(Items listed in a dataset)
***

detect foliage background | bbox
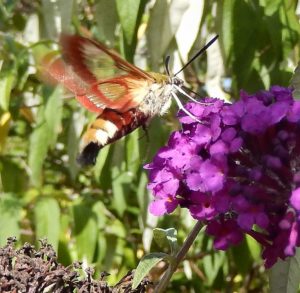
[0,0,300,291]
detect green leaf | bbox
[202,239,226,286]
[0,69,14,111]
[116,0,140,44]
[269,250,300,293]
[28,120,50,186]
[245,234,261,260]
[41,0,74,38]
[0,193,22,246]
[0,112,11,153]
[231,1,258,92]
[29,87,62,186]
[95,0,118,45]
[153,228,178,254]
[175,0,204,63]
[57,0,74,33]
[67,113,81,180]
[147,0,189,70]
[103,234,120,272]
[34,197,60,251]
[111,141,131,216]
[291,62,300,99]
[231,240,252,276]
[73,203,98,263]
[57,214,72,266]
[96,233,107,266]
[94,144,111,180]
[41,0,60,38]
[1,158,27,192]
[136,172,148,217]
[216,0,234,59]
[125,130,140,176]
[132,252,171,289]
[44,87,63,148]
[140,116,170,162]
[116,0,145,59]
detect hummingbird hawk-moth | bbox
[43,34,218,165]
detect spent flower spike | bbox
[146,86,300,268]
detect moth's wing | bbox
[42,53,103,113]
[43,35,154,113]
[60,34,152,82]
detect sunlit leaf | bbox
[153,228,178,254]
[73,203,98,263]
[147,0,189,70]
[0,193,22,246]
[0,112,11,153]
[246,234,261,260]
[34,197,60,251]
[0,70,14,111]
[175,0,204,63]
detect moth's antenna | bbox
[182,85,201,98]
[165,55,171,76]
[174,35,219,77]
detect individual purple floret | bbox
[146,86,300,268]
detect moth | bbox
[43,34,218,165]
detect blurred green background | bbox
[0,0,300,291]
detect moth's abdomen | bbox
[77,109,149,166]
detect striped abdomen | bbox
[77,108,149,166]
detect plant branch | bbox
[154,221,204,293]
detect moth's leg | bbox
[140,123,149,142]
[175,85,213,106]
[171,92,203,123]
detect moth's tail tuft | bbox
[77,142,101,166]
[77,108,149,167]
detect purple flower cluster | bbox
[145,86,300,268]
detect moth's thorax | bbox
[136,81,170,117]
[137,73,184,117]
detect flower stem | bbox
[154,221,204,293]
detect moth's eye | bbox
[174,78,181,86]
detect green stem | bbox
[154,221,204,293]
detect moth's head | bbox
[164,55,184,87]
[171,76,184,87]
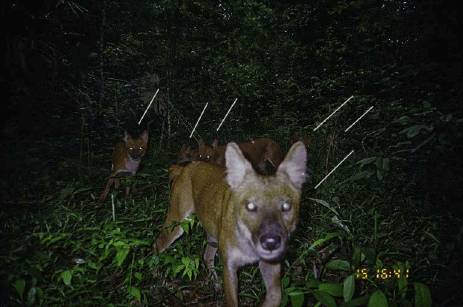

***

> _TASK STATEMENT_
Each line from the one with "detect blurred green background | bbox" through the final line of the records must be copied exactly, with no pictures and no additional lines.

> _RESPONSE TO THE TASK_
detect blurred green background | bbox
[0,0,300,291]
detect moth's abdomen | bbox
[77,109,149,166]
detect striped abdomen | bbox
[77,108,149,166]
detect plant branch | bbox
[154,221,204,293]
detect moth's leg | bbox
[140,123,149,142]
[175,85,213,106]
[171,92,203,123]
detect moth's tail tuft | bbox
[77,142,101,166]
[77,108,149,167]
detect purple flower cluster | bbox
[145,86,300,268]
detect moth's thorax | bbox
[136,81,170,117]
[137,73,184,117]
detect flower stem | bbox
[154,221,204,293]
detect moth's eye | bbox
[174,78,181,86]
detect green stem | bbox
[154,221,204,293]
detect moth's head | bbox
[164,55,184,87]
[171,76,184,87]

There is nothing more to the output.